Prof. Rajiva Wijesinha
I kept trying, but Mahinda was not interested at all, and had no idea about how to conduct international relations. Sadly, his Foreign Minister was hanging around behind Namal, and proved incapable of independent thought, in his anxiety to gain further promotion. And given that I was about the only person the international community, that was not prejudiced, took seriously – I refer to the ICRC and the Japanese with whom I continued to work, and, indeed, the Americans, until the Ambassador was bullied by her doctrinaire political affairs officer into active undermining of the Rajapaksas – there was much jealousy, so I was shut out from any influence.
But even the admirable effort, headed by Godfrey Gunatilleke, was not properly used. Mahinda Rajapaksa seemed to me more concerned with providing joy rides for people rather than serious counter measures, and representation in Geneva turned into a joke, with him even undermining Tamara Kunanayagam, who, when he supported her, scored a significant victory against the Americans, in September 2011. The Ambassador, who had been intriguing with her predecessor, then told her they would get us in March, and with a little help from their friends here, they succeeded.
Q:
As the writer pointed out in his comment on Wickremesinghe’s controversial Al Jazeera interview, the former Commander-in-Chief failed to mention critically important matters that could have countered Hasan’ s line of questioning meant to humiliate Sri Lanka?
A:
How could you have expected that, since his primary concern has always been himself, not the country, let alone the armed forces?
Q:
Do you agree that Western powers and an influential section of the international media cannot stomach Sri Lanka’s triumph over separatist Tamil terrorism?
A:
There was opposition to our victory from the start, but this was strengthened by the failure to move on reconciliation, creating the impression that the victory against the Tigers was seen by the government as a victory against Tamils. The failure of the Foreign Ministry to work with journalists was lamentable, and the few exceptions – for instance the admirable Vadivel Krishnamoorthy in Chennai or Sashikala Premawardhane in Canberra – received no support at all from the Ministry establishment.
Q:
A couple of months after the 2019 presidential election, Gotabaya Rajapaksa declared his intention to withdraw from the Geneva process. On behalf of Sri Lanka that announcement was made in Geneva by the then Foreign Minister Dinesh Gunawardena, who became the Premier during Wickremesinghe’s tenure as the President. That declaration was meant to hoodwink the Sinhala community and didn’t alter the Geneva process and even today the project is continuing. As a person who had been closely involved in the overall government response to terrorism and related matters, how do you view the measures taken during Gotabaya Rajapaksa’s short presidency to counter Geneva?
A:
What measures? I am reminded of the idiocy of the responses to the Darusman report by Basil and Gotabaya Rajapaksa, who went on ego trips and produced unreadable volumes trying to get credit for themselves as to issues of little interest to the world. They were planned in response to Darusman, but when I told Gotabaya that his effort was just a narrative of action, he said that responding to Darusman was not his intention. When I said that was necessary, he told me he had asked Chief-of-Staff Roshan Goonetilleke to do that, but Roshan said he had not been asked and had not been given any resources.

SUPPLIED DATA.
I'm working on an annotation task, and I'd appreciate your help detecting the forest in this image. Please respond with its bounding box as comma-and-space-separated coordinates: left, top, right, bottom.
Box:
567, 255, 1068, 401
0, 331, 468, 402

WHAT YOU WILL DO.
1/ In the interview on Sri Lanka's response to Geneva, when did Tamara Kunanayagam score a significant victory against the Americans?
2/ Carry the interview on Sri Lanka's response to Geneva forward from its final sentence.

PER-TASK ANSWERS.
1/ September 2011.

2/
My own two short booklets which took the Darusman allegations to pieces were completely ignored by the Foreign Ministry.
Q:
Against the backdrop of the Geneva betrayal in 2015 that involved the late Minister Mangala Samaraweera, how do you view President Wickremesinghe’s response to the Geneva threat?
A: Wickremesinghe did not see Geneva as a threat at all. Who exactly is to blame for the hardening of the resolution, after our Ambassador’s efforts to moderate it, will require a straightforward narrative from the Ambassador, Ravinatha Ariyasinha, who felt badly let down by his superiors. Geneva should not be seen as a threat, since as we have seen follow through is minimal, but we should rather see it as an opportunity to put our own house in order.
Q:
President Anura Kumara Dissanayake recently questioned both the loyalty and professionalism of our armed forces credited with defeating Northern and Southern terrorism. There hadn’t been a previous occasion, a President or a Premier, under any circumstances, questioned the armed forces’ loyalty or professionalism. We cannot also forget the fact that President Dissanayake is the leader of the once proscribed JVP responsible for death and destruction during 1971 and 1987-1990 terror campaigns. Let us know of your opinion on President Dissanayake’s contentious comments on the armed forces?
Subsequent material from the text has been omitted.